EXTRAIT DU TEXTE:

Il faudra réfléchir ainsi jusqu'à ce qu'on ressente dans sa chair et dans ses os, la vérité de ces paroles. Priant les omniscients Lama et trois joyaux pour que la pratique du saint Dharma vous engage sur la voie de la libération, vous développerez une immense force de foi et de ferveur. Il faut méditer ainsi jusqu'à ce que des pleurs coulent de vos yeux, jusqu'à ce que votre voix tremble d'émotion et jusqu'à ce que vous ayez la chair de poule ou toute autre expérience. Si une telle chose survient, il convient de ne pas la laisser s'en aller; il faut, au contraire, l'associer à la méditation de son objet et un authentique et inébranlable désir de se libérer du Samsara, naîtra en vous.
Finalement, tout en dédiant les vertus acquises, il faut cultiver lucidité et vigilance dans tous ses actes et ne jamais faillir à considérer la roue comme une prison et la libération comme une noble demeure. On s'efforcera toujours aux moyens de tranformer toute étude, toute réflexion et toute méditation en antidote à la souffrance. Le vénéré rJe bTsun Rinpoche a dit, concernant les bienfaits d'une telle réflexion:
"Quelque soit le lieu où renaisse un être, s'il le considère toujours comme un lieu imparfait et malheureux, toutes ses actions alors iront dans la voie du Dharma."
 
 

II- LES INSTRUCTIONS SUR LA DIFFICULTE D'OBTENIR UN CORPS MUNI DE TOUTES LES CONDITIONS FAVORABLES
Cette réflexion permet de produire l'effort nécessaire
Dans le Traité, c'est par les mots "Avec les pulsions négatives..." que ce sujet est évoqué. On comprend en effet que le fruit des actes commis sous l'empire de la toute puissance des pulsions négatives ne peut être autre qu'une renaissance dans les mauvais états et qu'on ne saurait en aucun cas obtenir de cette façon une renaissance dans les états supérieurs. Connaissant la nature de souffrance de la roue, il faut pratiquer le saint Dharma comme moyen de s'en libérer. Mais pour le pratiquer, il est indispensable de posséder une incarnation humaine munie de toutes les conditions favorables à la pratique et exempte de défaut. Une telle incarnation ne s'obtient pas souvent.

"Il est difficile de ne pas se trouver dans l'une des huit conditions empêchant (la pratique). Il est difficile de renaître homme. Il est difficile d'obtenir les auspicieuses conditions (de la pratique). La venue d'un Bouddha aussi est difficile et rare." (sDong po bKod pa ou Ganda vyuha)
"Ces conditions favorables sont extrêmement difficiles à obtenir. Si jamais celui qui a eu la chance d'obtenir cette opportunité de réaliser le sens de la vie, la gaspillait, il ne pourrait plus tard obtenir de si précieuses conditions." (sPyod 'Jug)
Ces instructions se répartissent en trois sections: premièrement, la réflexion sur la difficulté d'obtenir une incarnation humaine munie des conditions favorables, deuxièmement, la réflexion sur les immenses bienfaits que peut procurer une telle incarnation, et, troisièmement, la réflexion que les conditions obtenues ne sont pas éternelles.

CONSIGNE A:
Recopiez à l'identique le passage des enregistrements qui va de la ligne contenant « Objective — one dot per instance of the white door. » jusqu'à la fin des enregistrements, ces deux bornes comprises.

(Entrées d'annotation par points sur images)
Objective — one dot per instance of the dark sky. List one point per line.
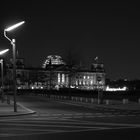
(108, 30)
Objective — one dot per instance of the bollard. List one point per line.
(125, 101)
(107, 102)
(92, 100)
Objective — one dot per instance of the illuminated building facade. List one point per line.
(55, 74)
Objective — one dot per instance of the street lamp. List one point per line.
(14, 58)
(2, 85)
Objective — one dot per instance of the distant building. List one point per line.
(55, 74)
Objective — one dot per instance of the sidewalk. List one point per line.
(7, 110)
(112, 105)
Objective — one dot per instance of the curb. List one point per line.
(27, 112)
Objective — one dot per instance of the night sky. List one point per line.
(110, 31)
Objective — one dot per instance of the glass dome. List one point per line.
(53, 60)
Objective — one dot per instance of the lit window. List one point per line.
(58, 77)
(63, 78)
(83, 82)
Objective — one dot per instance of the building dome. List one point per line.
(53, 60)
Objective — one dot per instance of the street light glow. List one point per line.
(14, 26)
(4, 51)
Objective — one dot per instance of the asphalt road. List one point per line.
(66, 121)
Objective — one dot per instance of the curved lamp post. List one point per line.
(14, 57)
(2, 85)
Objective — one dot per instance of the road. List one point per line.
(67, 120)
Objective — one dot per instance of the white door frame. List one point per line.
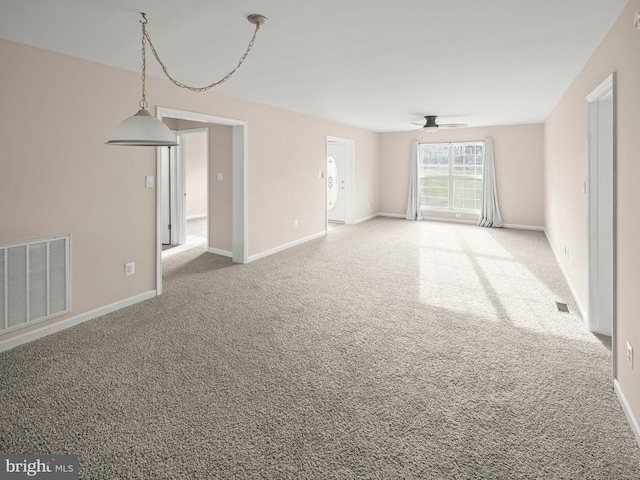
(181, 204)
(239, 184)
(596, 187)
(350, 166)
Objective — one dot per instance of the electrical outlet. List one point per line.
(129, 268)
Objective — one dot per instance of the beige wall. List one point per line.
(565, 172)
(518, 153)
(196, 159)
(221, 197)
(58, 177)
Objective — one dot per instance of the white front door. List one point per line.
(336, 182)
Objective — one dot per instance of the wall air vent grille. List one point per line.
(34, 281)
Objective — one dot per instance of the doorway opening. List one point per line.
(340, 191)
(601, 208)
(184, 192)
(221, 225)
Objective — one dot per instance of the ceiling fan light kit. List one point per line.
(431, 126)
(142, 129)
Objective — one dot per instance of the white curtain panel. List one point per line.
(413, 200)
(490, 214)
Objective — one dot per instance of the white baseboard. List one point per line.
(285, 246)
(217, 251)
(568, 281)
(626, 408)
(72, 321)
(360, 220)
(515, 226)
(450, 220)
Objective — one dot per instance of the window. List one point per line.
(451, 175)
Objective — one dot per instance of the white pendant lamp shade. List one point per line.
(143, 130)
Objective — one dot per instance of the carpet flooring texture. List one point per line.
(386, 350)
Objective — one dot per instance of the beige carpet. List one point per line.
(391, 349)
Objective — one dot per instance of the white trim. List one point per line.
(515, 226)
(181, 193)
(73, 321)
(364, 219)
(604, 90)
(566, 279)
(217, 251)
(266, 253)
(450, 220)
(626, 408)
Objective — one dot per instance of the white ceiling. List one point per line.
(376, 64)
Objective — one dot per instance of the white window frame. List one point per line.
(451, 178)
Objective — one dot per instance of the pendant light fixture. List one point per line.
(142, 129)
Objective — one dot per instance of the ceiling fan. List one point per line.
(430, 124)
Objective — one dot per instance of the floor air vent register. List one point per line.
(34, 281)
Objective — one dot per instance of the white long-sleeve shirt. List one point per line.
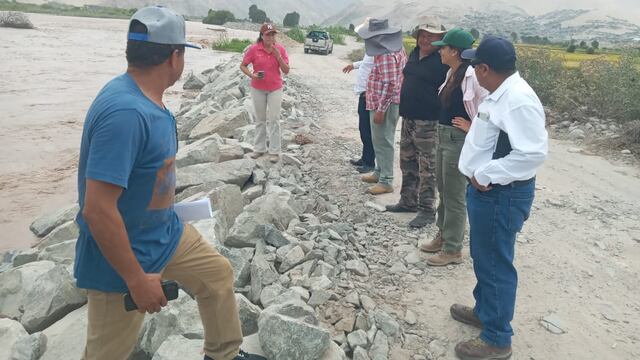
(364, 67)
(515, 109)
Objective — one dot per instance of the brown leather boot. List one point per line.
(445, 258)
(465, 315)
(370, 178)
(477, 349)
(435, 245)
(379, 189)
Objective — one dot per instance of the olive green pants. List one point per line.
(452, 210)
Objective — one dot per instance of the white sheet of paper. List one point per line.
(194, 210)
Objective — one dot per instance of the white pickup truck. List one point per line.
(318, 41)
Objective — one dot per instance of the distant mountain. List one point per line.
(311, 11)
(498, 18)
(608, 21)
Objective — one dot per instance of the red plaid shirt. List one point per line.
(385, 81)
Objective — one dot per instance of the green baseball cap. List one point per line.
(456, 38)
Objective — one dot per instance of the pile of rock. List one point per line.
(15, 19)
(294, 262)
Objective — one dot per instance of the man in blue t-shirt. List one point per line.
(130, 237)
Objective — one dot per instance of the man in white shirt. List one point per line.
(366, 163)
(505, 146)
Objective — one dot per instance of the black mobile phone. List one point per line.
(169, 288)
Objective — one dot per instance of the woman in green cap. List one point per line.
(460, 96)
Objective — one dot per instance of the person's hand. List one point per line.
(276, 53)
(378, 117)
(461, 123)
(147, 293)
(479, 187)
(347, 69)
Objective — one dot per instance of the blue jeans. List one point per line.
(495, 217)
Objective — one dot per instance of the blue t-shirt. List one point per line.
(129, 141)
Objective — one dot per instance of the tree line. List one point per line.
(256, 15)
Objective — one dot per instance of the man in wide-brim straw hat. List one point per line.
(420, 111)
(384, 43)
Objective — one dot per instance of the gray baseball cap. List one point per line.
(163, 27)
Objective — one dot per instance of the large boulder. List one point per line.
(231, 172)
(229, 201)
(30, 348)
(49, 221)
(64, 232)
(15, 19)
(249, 315)
(67, 338)
(263, 273)
(284, 337)
(193, 82)
(274, 208)
(11, 333)
(38, 294)
(179, 347)
(240, 260)
(62, 253)
(223, 123)
(205, 150)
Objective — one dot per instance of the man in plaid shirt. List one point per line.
(383, 98)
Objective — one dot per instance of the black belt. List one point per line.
(516, 183)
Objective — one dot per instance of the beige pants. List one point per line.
(267, 105)
(113, 333)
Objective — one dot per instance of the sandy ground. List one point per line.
(578, 255)
(49, 78)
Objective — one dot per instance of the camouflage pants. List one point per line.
(418, 143)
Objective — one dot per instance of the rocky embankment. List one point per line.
(302, 268)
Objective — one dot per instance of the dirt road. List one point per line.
(578, 256)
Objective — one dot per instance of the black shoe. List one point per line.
(365, 169)
(243, 356)
(400, 208)
(423, 219)
(355, 162)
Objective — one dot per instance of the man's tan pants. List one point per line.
(113, 333)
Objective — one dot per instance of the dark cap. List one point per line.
(268, 28)
(494, 51)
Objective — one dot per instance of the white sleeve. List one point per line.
(525, 126)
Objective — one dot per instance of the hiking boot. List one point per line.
(465, 314)
(243, 356)
(400, 208)
(422, 219)
(357, 162)
(365, 169)
(379, 189)
(370, 178)
(435, 245)
(274, 158)
(445, 258)
(477, 349)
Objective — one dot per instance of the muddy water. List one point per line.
(48, 78)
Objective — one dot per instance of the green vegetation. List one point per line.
(55, 8)
(296, 34)
(218, 17)
(608, 86)
(257, 15)
(292, 19)
(233, 45)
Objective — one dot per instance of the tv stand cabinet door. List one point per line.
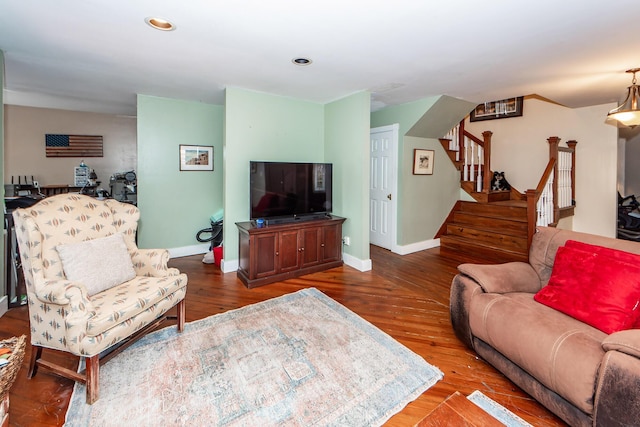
(331, 243)
(287, 251)
(310, 246)
(263, 255)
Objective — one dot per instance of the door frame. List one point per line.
(393, 226)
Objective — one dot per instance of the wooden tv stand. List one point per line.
(279, 252)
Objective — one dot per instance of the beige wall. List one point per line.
(25, 129)
(520, 149)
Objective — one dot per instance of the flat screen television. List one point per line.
(283, 191)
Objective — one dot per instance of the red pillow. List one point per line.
(613, 253)
(600, 290)
(602, 250)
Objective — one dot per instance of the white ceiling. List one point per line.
(95, 55)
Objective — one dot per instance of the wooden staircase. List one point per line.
(497, 230)
(500, 224)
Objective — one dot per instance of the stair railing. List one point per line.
(553, 198)
(472, 156)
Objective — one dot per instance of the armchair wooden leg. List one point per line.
(93, 374)
(36, 353)
(181, 315)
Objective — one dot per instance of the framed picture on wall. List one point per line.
(196, 158)
(510, 107)
(423, 162)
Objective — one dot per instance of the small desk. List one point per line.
(52, 190)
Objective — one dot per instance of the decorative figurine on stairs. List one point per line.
(499, 182)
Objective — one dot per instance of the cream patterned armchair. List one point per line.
(71, 308)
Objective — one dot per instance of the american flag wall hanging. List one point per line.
(73, 145)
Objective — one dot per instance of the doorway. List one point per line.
(383, 186)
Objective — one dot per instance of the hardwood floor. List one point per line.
(405, 296)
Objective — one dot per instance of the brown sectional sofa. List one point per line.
(578, 372)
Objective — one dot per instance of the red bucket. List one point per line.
(217, 255)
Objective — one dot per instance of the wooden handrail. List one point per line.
(473, 138)
(546, 174)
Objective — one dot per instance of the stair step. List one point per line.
(491, 253)
(499, 224)
(513, 211)
(490, 237)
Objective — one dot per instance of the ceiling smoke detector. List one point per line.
(159, 24)
(301, 61)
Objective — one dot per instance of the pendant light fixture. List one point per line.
(628, 113)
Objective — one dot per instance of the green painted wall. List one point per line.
(260, 126)
(347, 126)
(174, 205)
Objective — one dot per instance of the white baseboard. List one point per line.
(416, 247)
(4, 305)
(189, 250)
(357, 263)
(229, 266)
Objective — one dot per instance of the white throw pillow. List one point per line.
(99, 264)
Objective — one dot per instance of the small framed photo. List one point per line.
(196, 158)
(510, 107)
(423, 162)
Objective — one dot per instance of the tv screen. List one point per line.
(280, 189)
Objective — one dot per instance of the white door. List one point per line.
(382, 186)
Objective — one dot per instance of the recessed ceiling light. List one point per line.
(301, 61)
(159, 24)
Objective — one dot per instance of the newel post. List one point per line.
(532, 214)
(486, 176)
(572, 145)
(554, 142)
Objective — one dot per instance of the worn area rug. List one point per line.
(298, 360)
(497, 411)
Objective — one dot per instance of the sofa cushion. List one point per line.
(559, 351)
(598, 288)
(99, 264)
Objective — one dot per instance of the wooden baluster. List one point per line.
(479, 178)
(486, 135)
(572, 145)
(471, 166)
(554, 141)
(465, 172)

CONSIGNE B:
Résumez l'extrait du texte en deux phrases.

SOLUTION A:
Objective — one dot per instance of the white door. List one point per line.
(382, 186)
Objective — one dot per instance of the recessed ceiling light. List one point per line.
(301, 61)
(159, 24)
Objective — one dot per instance of the newel post. List one point per line.
(532, 214)
(486, 176)
(572, 145)
(554, 142)
Objective — one dot per instance of the worn area rug. List one point per line.
(298, 360)
(497, 411)
Objective — one dot per instance of the sofa cushion. List one point per line.
(559, 351)
(598, 288)
(99, 264)
Objective — one dot per instance of the wooden baluster. List one point per line.
(479, 178)
(486, 135)
(572, 145)
(471, 166)
(554, 141)
(465, 172)

SOLUTION B:
L'extrait invite à méditer jusqu'à ce que naisse un authentique et inébranlable désir de se libérer du Samsara, puis à cultiver lucidité et vigilance en considérant la roue comme une prison et la libération comme une noble demeure. Il souligne ensuite qu'une incarnation humaine munie de toutes les conditions favorables est indispensable à la pratique du saint Dharma mais difficile à obtenir, et il répartit ces instructions en trois sections : la difficulté d'obtenir cette incarnation, les immenses bienfaits qu'elle peut procurer et le fait que les conditions obtenues ne sont pas éternelles.